(Saved entries)
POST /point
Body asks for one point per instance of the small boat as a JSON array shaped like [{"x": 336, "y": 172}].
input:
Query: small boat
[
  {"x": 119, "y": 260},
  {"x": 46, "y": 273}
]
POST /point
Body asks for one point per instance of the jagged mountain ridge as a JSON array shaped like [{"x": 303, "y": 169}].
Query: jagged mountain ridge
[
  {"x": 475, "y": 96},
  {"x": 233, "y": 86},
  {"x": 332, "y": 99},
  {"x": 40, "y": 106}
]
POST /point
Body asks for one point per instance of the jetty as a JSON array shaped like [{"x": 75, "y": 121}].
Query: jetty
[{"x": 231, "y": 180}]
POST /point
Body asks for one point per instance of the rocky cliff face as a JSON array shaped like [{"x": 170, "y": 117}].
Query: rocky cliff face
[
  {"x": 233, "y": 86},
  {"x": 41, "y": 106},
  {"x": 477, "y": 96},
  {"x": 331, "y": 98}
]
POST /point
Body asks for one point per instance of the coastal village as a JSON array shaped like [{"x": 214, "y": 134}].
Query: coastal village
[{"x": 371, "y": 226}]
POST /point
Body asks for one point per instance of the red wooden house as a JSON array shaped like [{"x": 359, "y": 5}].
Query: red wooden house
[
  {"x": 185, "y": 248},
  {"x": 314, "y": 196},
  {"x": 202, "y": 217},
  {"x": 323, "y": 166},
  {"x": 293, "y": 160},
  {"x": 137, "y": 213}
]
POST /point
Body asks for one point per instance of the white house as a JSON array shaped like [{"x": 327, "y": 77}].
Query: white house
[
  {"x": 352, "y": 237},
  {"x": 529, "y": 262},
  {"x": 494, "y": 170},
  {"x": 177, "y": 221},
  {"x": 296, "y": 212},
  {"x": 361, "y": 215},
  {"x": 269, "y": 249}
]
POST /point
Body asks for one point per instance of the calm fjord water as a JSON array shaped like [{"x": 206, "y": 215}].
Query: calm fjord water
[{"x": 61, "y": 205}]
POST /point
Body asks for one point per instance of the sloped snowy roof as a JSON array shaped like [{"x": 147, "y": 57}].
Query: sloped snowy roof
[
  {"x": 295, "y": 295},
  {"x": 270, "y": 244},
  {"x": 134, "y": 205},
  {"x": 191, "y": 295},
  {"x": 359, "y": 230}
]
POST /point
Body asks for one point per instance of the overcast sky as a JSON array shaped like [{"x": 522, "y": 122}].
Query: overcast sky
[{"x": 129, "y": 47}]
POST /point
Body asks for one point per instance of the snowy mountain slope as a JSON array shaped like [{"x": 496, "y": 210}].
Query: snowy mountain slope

### GOAL OF THE EXERCISE
Write out only those lines that fall between the one containing "Body asks for one point per instance of the white" and the end of the entries, the first and last included, exactly as they read.

### PROBLEM SOLUTION
Body asks for one point per instance of the white house as a JSON array shaped like [{"x": 327, "y": 77}].
Query: white house
[
  {"x": 352, "y": 237},
  {"x": 529, "y": 262},
  {"x": 494, "y": 170},
  {"x": 177, "y": 221},
  {"x": 296, "y": 212},
  {"x": 361, "y": 215},
  {"x": 269, "y": 249}
]
POST /point
Body asks for one point per instance of the calm fjord water as a JSON array shaped like [{"x": 206, "y": 215}].
Query: calm fjord water
[{"x": 61, "y": 205}]
POST /point
Body asks for one point per instance of the sloped snowy roof as a JSON array shaped like [{"x": 147, "y": 57}].
Query: sloped snowy roof
[
  {"x": 295, "y": 295},
  {"x": 270, "y": 244},
  {"x": 134, "y": 205},
  {"x": 191, "y": 295},
  {"x": 359, "y": 230}
]
POST /point
Body asks for one point per instance of the overcast sky as a JSON array shaped like [{"x": 522, "y": 122}].
Query: overcast sky
[{"x": 129, "y": 47}]
POST /point
Body asks for one point per instance of the snowy mountain slope as a JSON array shaped like [{"x": 496, "y": 210}].
Query: snowy mountain slope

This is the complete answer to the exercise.